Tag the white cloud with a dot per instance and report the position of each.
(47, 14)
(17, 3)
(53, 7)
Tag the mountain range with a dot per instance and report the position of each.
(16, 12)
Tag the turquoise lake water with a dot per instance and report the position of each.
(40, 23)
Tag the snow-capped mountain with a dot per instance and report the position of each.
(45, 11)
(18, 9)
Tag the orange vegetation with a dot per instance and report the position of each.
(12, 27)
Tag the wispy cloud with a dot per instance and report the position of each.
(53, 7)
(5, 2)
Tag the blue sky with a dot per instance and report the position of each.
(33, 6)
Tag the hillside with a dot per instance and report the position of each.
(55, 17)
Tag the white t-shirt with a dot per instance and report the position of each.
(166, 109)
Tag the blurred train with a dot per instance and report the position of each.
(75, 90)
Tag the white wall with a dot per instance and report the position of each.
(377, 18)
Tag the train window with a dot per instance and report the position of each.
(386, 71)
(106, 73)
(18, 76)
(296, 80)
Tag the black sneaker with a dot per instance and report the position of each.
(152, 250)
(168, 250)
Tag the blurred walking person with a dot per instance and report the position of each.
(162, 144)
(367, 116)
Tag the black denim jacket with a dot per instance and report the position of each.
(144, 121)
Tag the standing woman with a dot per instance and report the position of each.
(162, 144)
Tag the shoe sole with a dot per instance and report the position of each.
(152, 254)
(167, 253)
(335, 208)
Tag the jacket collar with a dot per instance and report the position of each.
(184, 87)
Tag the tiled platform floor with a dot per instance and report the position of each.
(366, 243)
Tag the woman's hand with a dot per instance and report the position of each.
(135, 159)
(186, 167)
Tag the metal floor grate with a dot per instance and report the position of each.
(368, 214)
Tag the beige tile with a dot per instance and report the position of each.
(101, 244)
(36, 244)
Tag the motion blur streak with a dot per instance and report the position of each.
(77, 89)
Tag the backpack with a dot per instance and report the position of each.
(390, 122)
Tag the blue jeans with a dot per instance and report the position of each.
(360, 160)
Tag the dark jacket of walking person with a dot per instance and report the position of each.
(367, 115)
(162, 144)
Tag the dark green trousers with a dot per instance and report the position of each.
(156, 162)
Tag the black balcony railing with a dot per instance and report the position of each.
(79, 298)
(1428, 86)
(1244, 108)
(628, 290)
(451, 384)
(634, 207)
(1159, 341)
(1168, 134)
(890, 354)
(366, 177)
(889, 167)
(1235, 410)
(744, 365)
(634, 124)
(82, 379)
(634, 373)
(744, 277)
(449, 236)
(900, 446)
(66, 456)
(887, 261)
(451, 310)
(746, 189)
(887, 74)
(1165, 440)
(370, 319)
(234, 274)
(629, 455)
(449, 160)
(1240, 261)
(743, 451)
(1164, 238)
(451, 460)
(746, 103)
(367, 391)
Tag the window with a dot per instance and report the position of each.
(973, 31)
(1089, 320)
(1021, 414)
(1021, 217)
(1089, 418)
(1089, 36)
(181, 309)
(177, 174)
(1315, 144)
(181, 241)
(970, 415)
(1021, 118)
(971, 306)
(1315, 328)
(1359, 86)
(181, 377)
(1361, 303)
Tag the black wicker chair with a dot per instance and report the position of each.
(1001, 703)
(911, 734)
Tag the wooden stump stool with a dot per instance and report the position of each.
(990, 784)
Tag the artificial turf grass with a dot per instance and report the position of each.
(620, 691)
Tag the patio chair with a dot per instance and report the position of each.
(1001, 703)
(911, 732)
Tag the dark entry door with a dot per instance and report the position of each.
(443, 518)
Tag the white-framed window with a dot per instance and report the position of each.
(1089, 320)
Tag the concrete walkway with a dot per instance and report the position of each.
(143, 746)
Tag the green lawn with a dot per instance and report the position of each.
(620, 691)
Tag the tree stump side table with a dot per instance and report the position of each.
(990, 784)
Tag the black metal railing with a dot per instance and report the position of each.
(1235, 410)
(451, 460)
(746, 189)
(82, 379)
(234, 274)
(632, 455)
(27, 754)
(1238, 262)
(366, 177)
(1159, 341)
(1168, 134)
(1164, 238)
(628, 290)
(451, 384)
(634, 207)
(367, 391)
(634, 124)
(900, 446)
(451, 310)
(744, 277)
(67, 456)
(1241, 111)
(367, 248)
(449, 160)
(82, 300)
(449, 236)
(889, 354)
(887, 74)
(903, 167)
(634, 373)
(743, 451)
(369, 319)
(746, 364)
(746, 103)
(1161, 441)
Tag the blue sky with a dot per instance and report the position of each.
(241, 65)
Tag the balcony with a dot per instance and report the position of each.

§

Restate the data above in full, keeping every word as it is.

Tag the white cloud with a dot per instance and report the position of each.
(47, 14)
(17, 3)
(53, 7)
Tag the mountain range with a dot per instance and report the position of each.
(16, 12)
Tag the turquoise lake water with a dot per instance and report the position of each.
(40, 23)
Tag the snow-capped mountain with a dot per instance and report the position of each.
(45, 11)
(18, 9)
Tag the orange vegetation with a dot per instance and report the position of each.
(12, 27)
Tag the wispy cloud with a dot per instance and report the position of each.
(53, 7)
(5, 2)
Tag the blue sky with a dot per instance and report the position of each.
(33, 6)
Tag the hillside with a dot per instance and report the position of each.
(55, 17)
Tag the white t-shirt with a dot per instance and report the position of each.
(166, 109)
Tag the blurred train with a dot per instance and report the position of each.
(75, 90)
Tag the white wall with a dot per instance and report the position of each.
(377, 18)
Tag the train window with a dot per instance and report the position of each.
(386, 71)
(106, 73)
(18, 76)
(296, 80)
Tag the black sneaker with a dot per instance and report the position of each.
(152, 250)
(168, 250)
Tag the blurred walking person with a dot per instance and report the position of each.
(162, 144)
(367, 116)
Tag the black denim jacket with a dot per instance and report the position of each.
(144, 121)
Tag the standing woman with a dot per instance and report the position of each.
(162, 144)
Tag the shoe sole with a dot per instance and report the position of each.
(152, 254)
(167, 253)
(335, 208)
Tag the jacket collar with a dot per instance and report the position of each.
(184, 87)
Tag the tiled platform floor with a dot per instance and report the position of each.
(366, 243)
Tag the woman's hand with a dot per instance and report the position of each.
(135, 159)
(186, 167)
Tag the metal floor grate with a dot per instance and report the position of each.
(368, 214)
Tag the beige tile with a dot per instance and report the position of each.
(101, 244)
(36, 244)
Tag the motion blur streak with a dot per instance and report the position of each.
(77, 89)
Tag the backpack with a dot per instance and report the position of each.
(390, 122)
Tag the blue jeans with a dot per instance and report the position of each.
(360, 160)
Tag the dark jacket of walking person with a dot per instance and report the position of each.
(367, 115)
(162, 144)
Tag the dark green trousers with a dot per instance and report the position of each.
(156, 162)
Tag the black balcony railing with a dot per instance and report the position of each.
(79, 298)
(1428, 86)
(1244, 108)
(628, 290)
(451, 384)
(634, 207)
(1159, 341)
(1168, 134)
(890, 354)
(366, 177)
(889, 167)
(1235, 410)
(744, 365)
(634, 124)
(82, 379)
(634, 373)
(744, 277)
(449, 236)
(900, 446)
(66, 456)
(887, 261)
(451, 310)
(746, 189)
(887, 74)
(1165, 440)
(370, 319)
(234, 274)
(629, 455)
(449, 160)
(1240, 261)
(743, 451)
(1164, 238)
(451, 460)
(746, 103)
(367, 391)
Tag the window with a dot per instance and report the position of each.
(973, 31)
(1089, 320)
(1021, 414)
(1021, 217)
(1089, 418)
(1089, 36)
(181, 309)
(177, 174)
(1315, 144)
(181, 241)
(970, 415)
(1021, 118)
(971, 306)
(1315, 328)
(1359, 86)
(181, 377)
(1361, 303)
Tag the black wicker chair with a dot per instance and report the position of each.
(1001, 703)
(911, 734)
Tag the wooden stump stool with a dot per instance and report the position of each.
(990, 784)
Tag the artificial turf grass with a dot per instance and report the position of each.
(620, 691)
Tag the patio chair with a dot per instance and report the position of each.
(1001, 703)
(911, 732)
Tag the dark entry door with a dot per instance and report the position of each.
(443, 518)
Tag the white-framed window with a dot per instance and report the position of each.
(1089, 320)
Tag the concrete walkway with a dot per instance and report the position of each.
(143, 746)
Tag the green lawn with a dot per instance and report the position of each.
(620, 691)
Tag the tree stump side table with a dot per instance and report the position of each.
(990, 784)
Tag the black metal railing with a dot per instance and report the position of each.
(1235, 410)
(451, 460)
(746, 189)
(82, 379)
(234, 274)
(632, 455)
(27, 754)
(1238, 262)
(366, 177)
(1159, 341)
(1168, 134)
(1164, 238)
(628, 290)
(451, 384)
(634, 207)
(367, 391)
(634, 124)
(900, 446)
(451, 310)
(744, 277)
(67, 456)
(1241, 111)
(367, 248)
(449, 160)
(82, 300)
(449, 236)
(889, 354)
(887, 74)
(903, 167)
(634, 373)
(743, 451)
(369, 319)
(746, 364)
(746, 103)
(1161, 441)
Tag the blue sky with a dot per instance and report the position of each.
(241, 65)
Tag the balcony with a dot per instance and report the position of each.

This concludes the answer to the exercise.